WORK REQUIRED - Please reproduce each of the records below word for word, keeping every line unchanged.

MATERIAL TO PROCESS -

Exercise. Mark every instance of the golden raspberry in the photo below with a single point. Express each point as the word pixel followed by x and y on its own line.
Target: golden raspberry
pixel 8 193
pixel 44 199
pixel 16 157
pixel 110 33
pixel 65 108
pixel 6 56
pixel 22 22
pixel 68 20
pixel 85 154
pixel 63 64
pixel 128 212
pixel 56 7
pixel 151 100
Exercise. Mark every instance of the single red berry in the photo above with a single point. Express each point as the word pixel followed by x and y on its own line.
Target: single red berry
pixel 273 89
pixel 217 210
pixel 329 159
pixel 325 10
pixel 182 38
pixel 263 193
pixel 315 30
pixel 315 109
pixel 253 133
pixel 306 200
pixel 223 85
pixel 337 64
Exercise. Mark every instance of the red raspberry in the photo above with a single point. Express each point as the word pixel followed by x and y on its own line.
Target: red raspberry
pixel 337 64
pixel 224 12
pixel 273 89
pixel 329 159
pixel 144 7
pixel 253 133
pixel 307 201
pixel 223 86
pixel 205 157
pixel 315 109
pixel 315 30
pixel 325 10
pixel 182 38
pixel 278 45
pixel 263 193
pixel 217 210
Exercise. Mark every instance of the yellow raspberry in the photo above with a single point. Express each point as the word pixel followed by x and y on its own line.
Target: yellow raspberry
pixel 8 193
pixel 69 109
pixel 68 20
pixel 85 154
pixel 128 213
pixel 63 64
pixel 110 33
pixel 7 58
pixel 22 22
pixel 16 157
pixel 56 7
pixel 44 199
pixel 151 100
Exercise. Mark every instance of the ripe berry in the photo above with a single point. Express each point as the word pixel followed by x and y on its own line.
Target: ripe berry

ANSWER TO THE EXERCISE -
Exercise. Mark every instance of the golden raspberry in the photo below with a single point. Express each point as the word pixel followed by x and y on its own line.
Target: golden raspberry
pixel 8 193
pixel 44 199
pixel 16 157
pixel 110 33
pixel 65 108
pixel 6 56
pixel 22 22
pixel 68 20
pixel 85 154
pixel 63 64
pixel 128 212
pixel 56 7
pixel 151 100
Exercise. Mark every instance of the single red berry in the photo above with a single point. Express each point as the word pixel followed by x and y on its own line.
Target: single red berry
pixel 273 89
pixel 217 210
pixel 329 159
pixel 325 10
pixel 182 38
pixel 263 193
pixel 315 30
pixel 315 109
pixel 253 133
pixel 306 200
pixel 223 85
pixel 337 64
Exercise. Mark every instance of the red raspberry in the photo above with a single point. Express each point as the word pixel followed by x and y on its own line.
Target: red raspberry
pixel 337 64
pixel 224 12
pixel 273 89
pixel 329 159
pixel 144 7
pixel 253 133
pixel 307 201
pixel 223 86
pixel 205 157
pixel 315 109
pixel 315 30
pixel 325 10
pixel 182 38
pixel 278 45
pixel 263 193
pixel 217 210
Exercise. Mark every instance of the yellow raspberry in the photo above with a single point. Express each point as the word pixel followed by x and y on its own line.
Target: yellow raspberry
pixel 8 193
pixel 69 109
pixel 68 20
pixel 85 154
pixel 128 213
pixel 63 64
pixel 110 33
pixel 7 58
pixel 22 22
pixel 16 157
pixel 56 7
pixel 44 199
pixel 151 100
Exercise. Mark every instance of the ripe berry in the photo above with a single point. Express each point as the word pixel followed by x and y on its own line.
Target: ripe berry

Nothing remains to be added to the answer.